Short task: Count the lines of the items below that contain the string "dirt" and reply with that number alone.

Entries provided:

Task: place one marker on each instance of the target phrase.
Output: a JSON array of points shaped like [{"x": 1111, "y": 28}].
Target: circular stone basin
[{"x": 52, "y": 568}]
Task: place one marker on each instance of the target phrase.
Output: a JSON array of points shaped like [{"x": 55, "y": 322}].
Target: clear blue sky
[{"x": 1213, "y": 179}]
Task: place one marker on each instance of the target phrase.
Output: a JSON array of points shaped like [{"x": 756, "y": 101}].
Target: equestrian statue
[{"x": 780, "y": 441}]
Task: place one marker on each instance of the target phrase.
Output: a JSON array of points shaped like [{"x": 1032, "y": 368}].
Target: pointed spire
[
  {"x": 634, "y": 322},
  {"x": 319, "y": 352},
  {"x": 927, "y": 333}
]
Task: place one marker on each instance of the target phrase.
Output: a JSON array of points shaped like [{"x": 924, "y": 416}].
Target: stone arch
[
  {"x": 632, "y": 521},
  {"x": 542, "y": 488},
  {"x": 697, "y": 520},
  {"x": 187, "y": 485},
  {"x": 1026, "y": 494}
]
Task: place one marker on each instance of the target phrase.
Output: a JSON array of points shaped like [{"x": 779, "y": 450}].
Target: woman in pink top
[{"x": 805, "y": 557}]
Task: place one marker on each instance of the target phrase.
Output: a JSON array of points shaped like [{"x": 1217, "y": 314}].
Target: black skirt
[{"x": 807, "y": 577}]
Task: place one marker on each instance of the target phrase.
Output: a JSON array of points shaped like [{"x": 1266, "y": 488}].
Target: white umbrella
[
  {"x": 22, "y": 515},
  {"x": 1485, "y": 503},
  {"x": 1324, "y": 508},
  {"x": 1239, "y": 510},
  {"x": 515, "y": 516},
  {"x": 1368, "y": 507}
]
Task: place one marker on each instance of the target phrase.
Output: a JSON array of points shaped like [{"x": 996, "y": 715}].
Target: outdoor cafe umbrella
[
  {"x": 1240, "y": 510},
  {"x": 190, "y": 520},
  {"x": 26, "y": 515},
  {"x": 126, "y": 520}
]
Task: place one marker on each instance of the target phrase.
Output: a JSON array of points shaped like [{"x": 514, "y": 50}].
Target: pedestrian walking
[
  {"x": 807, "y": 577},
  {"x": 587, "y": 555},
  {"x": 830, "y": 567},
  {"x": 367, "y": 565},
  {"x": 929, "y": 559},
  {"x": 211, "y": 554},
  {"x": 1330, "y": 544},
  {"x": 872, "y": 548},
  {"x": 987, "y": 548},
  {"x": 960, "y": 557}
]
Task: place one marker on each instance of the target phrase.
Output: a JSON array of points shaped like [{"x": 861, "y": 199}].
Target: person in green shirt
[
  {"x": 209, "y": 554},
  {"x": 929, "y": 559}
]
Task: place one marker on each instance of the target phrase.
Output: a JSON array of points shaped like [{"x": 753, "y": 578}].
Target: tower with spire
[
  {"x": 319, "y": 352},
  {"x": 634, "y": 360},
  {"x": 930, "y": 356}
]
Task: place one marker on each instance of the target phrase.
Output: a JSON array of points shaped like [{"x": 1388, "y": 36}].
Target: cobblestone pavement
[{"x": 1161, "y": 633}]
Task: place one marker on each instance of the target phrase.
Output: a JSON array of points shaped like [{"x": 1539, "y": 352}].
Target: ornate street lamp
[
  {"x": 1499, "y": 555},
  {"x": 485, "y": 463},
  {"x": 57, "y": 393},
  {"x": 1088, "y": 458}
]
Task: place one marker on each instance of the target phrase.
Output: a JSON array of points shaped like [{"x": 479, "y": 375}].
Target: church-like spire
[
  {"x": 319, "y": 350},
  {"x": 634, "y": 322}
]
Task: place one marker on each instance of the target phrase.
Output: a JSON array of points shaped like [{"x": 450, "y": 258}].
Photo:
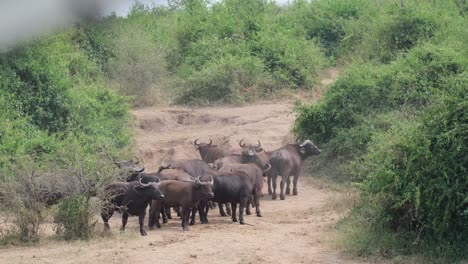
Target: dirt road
[{"x": 296, "y": 230}]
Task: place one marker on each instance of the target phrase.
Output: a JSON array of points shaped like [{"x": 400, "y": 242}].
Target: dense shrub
[
  {"x": 138, "y": 68},
  {"x": 366, "y": 90},
  {"x": 74, "y": 217},
  {"x": 230, "y": 80},
  {"x": 295, "y": 62},
  {"x": 416, "y": 175}
]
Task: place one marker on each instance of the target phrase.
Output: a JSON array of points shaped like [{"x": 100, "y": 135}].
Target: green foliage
[
  {"x": 366, "y": 90},
  {"x": 295, "y": 62},
  {"x": 395, "y": 122},
  {"x": 57, "y": 113},
  {"x": 74, "y": 217},
  {"x": 138, "y": 68},
  {"x": 232, "y": 79}
]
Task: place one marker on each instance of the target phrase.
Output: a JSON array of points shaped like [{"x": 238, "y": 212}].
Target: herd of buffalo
[{"x": 222, "y": 176}]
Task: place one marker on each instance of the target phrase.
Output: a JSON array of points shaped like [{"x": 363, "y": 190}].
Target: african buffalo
[
  {"x": 209, "y": 152},
  {"x": 219, "y": 163},
  {"x": 186, "y": 194},
  {"x": 256, "y": 177},
  {"x": 193, "y": 167},
  {"x": 235, "y": 188},
  {"x": 129, "y": 198},
  {"x": 287, "y": 161}
]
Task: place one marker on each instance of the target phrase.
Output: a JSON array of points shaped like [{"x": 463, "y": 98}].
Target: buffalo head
[
  {"x": 205, "y": 187},
  {"x": 150, "y": 189},
  {"x": 250, "y": 149},
  {"x": 308, "y": 148},
  {"x": 201, "y": 145}
]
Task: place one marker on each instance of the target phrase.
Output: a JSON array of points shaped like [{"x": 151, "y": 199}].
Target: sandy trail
[{"x": 296, "y": 230}]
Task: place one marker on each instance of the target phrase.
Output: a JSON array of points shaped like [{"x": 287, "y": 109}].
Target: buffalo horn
[
  {"x": 305, "y": 143},
  {"x": 259, "y": 144},
  {"x": 144, "y": 184},
  {"x": 240, "y": 143}
]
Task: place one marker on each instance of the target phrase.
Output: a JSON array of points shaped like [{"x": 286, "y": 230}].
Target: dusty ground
[{"x": 296, "y": 230}]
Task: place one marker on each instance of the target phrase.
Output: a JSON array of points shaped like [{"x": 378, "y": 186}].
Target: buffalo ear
[{"x": 302, "y": 150}]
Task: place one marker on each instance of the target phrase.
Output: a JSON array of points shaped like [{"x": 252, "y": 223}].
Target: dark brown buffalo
[
  {"x": 129, "y": 198},
  {"x": 209, "y": 152},
  {"x": 256, "y": 177},
  {"x": 186, "y": 194},
  {"x": 169, "y": 174},
  {"x": 194, "y": 167},
  {"x": 232, "y": 187},
  {"x": 258, "y": 156},
  {"x": 231, "y": 159},
  {"x": 165, "y": 175},
  {"x": 250, "y": 148},
  {"x": 287, "y": 161}
]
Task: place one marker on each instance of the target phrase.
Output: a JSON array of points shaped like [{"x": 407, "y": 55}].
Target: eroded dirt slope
[{"x": 296, "y": 230}]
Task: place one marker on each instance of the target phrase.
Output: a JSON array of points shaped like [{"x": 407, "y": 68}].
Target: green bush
[
  {"x": 138, "y": 68},
  {"x": 74, "y": 218},
  {"x": 230, "y": 80},
  {"x": 416, "y": 175},
  {"x": 404, "y": 30},
  {"x": 294, "y": 62},
  {"x": 366, "y": 90}
]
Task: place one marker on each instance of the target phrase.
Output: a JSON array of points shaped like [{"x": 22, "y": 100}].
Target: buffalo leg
[
  {"x": 247, "y": 208},
  {"x": 256, "y": 199},
  {"x": 141, "y": 219},
  {"x": 106, "y": 214},
  {"x": 164, "y": 213},
  {"x": 124, "y": 221},
  {"x": 221, "y": 209},
  {"x": 242, "y": 205},
  {"x": 194, "y": 214},
  {"x": 296, "y": 177},
  {"x": 282, "y": 185},
  {"x": 203, "y": 208},
  {"x": 273, "y": 179},
  {"x": 167, "y": 211},
  {"x": 234, "y": 208},
  {"x": 156, "y": 217},
  {"x": 185, "y": 213},
  {"x": 270, "y": 191},
  {"x": 288, "y": 189}
]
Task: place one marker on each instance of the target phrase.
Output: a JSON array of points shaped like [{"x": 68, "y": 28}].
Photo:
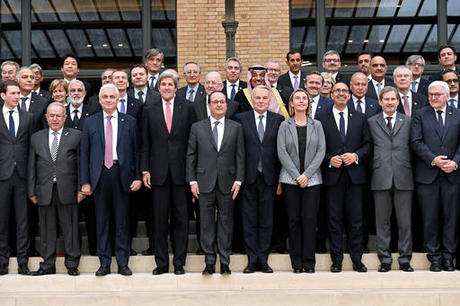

Answer for this exercise: 2